*What this task involves*:
Wherever a line of the data contains "mountain", copy that line.
Start of Records for the task
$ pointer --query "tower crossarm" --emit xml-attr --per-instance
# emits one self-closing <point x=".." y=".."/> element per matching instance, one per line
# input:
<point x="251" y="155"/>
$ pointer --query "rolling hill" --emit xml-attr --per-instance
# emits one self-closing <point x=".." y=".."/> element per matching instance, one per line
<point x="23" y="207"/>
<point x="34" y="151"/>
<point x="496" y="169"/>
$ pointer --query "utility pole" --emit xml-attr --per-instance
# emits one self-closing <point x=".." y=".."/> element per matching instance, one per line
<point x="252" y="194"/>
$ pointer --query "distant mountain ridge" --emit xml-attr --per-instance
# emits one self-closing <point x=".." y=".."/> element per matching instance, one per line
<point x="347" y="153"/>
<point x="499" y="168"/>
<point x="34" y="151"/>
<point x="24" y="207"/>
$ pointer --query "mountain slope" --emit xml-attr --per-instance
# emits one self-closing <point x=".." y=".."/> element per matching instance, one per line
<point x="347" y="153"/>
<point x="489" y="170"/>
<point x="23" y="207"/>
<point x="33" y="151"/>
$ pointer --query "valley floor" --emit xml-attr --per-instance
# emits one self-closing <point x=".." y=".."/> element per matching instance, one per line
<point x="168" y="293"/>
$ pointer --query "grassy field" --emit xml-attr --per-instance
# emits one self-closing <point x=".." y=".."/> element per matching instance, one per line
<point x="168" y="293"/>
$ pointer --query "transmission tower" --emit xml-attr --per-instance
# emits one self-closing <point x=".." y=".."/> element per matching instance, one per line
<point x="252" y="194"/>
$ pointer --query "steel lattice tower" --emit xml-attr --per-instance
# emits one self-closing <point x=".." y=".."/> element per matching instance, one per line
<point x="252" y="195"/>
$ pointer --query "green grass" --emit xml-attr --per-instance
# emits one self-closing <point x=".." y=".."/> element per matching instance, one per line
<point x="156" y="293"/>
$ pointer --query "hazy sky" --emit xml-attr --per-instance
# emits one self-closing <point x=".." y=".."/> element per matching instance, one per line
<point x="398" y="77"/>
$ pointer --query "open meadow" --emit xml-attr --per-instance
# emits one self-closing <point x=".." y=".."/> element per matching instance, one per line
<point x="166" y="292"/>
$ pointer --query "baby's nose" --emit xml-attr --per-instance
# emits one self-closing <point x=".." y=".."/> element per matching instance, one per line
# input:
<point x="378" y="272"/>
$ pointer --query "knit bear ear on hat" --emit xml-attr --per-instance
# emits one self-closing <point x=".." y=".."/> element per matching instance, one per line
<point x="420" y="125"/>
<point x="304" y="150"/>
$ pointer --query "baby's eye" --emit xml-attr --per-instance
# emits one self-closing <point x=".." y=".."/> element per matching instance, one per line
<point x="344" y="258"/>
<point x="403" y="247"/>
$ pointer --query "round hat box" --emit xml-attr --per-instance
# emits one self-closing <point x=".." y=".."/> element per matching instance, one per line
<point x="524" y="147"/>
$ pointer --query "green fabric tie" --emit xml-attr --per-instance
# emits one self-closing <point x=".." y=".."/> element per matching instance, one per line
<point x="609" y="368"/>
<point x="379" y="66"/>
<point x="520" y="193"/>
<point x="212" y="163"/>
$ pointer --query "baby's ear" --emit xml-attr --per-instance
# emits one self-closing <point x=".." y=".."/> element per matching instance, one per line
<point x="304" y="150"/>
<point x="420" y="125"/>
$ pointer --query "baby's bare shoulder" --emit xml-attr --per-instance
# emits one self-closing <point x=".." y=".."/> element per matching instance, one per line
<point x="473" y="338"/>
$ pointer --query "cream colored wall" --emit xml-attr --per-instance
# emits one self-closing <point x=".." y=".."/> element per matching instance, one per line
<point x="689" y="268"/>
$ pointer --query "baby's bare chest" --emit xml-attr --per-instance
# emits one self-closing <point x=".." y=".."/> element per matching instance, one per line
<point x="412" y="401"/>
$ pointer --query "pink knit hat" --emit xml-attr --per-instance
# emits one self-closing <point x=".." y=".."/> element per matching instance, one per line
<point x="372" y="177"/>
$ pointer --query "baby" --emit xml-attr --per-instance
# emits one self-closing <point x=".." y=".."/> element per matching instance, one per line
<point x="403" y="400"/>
End of Records for the task
*Solution for this problem*:
$ pointer --query "distant mountain ridge" --emit xml-attr --per-instance
$ pointer --query "mountain slope" --emit xml-attr --per-instance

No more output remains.